■ What is expected
How do the lines below between the ones holding "# test: pointer returns one pin per instance of the athletic" and "as [[390, 322]].", inclusive, read? Give them again exactly, with no other lines.

· · · ·

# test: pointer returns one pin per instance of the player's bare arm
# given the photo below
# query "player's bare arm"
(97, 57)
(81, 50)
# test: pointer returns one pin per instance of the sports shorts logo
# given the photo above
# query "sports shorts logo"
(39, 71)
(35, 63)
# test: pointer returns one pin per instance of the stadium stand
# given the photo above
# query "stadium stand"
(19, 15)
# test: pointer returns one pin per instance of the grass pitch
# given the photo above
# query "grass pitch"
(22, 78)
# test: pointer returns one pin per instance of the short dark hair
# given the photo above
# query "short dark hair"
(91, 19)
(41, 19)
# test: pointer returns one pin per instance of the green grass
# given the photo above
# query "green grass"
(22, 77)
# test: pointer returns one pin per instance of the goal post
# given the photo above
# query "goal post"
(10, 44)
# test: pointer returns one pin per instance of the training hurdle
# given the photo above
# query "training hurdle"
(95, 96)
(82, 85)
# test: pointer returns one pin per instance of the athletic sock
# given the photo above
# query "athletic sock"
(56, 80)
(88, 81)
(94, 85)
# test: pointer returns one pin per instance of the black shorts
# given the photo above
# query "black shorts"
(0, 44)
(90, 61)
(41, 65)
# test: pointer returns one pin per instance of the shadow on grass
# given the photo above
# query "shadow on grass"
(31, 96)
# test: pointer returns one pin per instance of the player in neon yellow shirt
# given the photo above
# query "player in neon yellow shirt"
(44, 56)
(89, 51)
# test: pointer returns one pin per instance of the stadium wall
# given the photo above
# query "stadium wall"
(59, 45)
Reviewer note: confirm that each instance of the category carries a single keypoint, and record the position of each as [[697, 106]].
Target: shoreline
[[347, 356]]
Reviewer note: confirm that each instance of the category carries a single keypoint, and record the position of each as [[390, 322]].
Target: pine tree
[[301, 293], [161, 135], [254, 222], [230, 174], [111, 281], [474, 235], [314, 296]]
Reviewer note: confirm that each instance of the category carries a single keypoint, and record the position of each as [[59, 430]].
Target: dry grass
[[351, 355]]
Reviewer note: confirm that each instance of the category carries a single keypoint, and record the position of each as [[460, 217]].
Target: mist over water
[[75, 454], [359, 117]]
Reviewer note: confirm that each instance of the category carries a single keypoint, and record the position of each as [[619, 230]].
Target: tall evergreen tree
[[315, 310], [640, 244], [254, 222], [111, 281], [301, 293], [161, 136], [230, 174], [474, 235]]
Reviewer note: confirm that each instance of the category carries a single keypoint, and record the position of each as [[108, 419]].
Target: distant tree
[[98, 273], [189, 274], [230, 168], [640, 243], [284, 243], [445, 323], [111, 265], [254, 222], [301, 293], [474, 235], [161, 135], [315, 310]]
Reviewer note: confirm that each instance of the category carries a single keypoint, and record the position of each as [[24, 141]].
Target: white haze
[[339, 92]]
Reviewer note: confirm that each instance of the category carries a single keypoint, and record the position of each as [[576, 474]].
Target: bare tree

· · · ·

■ Answer box
# test: pointer returns one pin per instance of the athletic sock
# given the photo above
# query "athletic sock"
(56, 80)
(88, 81)
(94, 85)
# test: pointer returns one pin per instance of the black shorts
# given the photo above
# query "black shorts"
(0, 44)
(90, 61)
(41, 65)
# test: pointer returns one pin per instance of the shadow on grass
# given the photo above
# query "shadow on grass"
(31, 96)
# test: pointer returns one pin per instance of the player in neon yellow shirt
# given the photo above
# query "player in neon yellow shirt"
(44, 56)
(89, 51)
# test: pointer returns one pin per instance of the stadium wall
# given the photo above
# query "stadium wall"
(59, 45)
Reviewer note: confirm that each instance of the category carries a single keypoint, and record the position of each as [[697, 106]].
Target: shoreline
[[347, 356]]
Reviewer note: confirm that each instance of the category carries a single keypoint, and record the position of each as [[390, 322]].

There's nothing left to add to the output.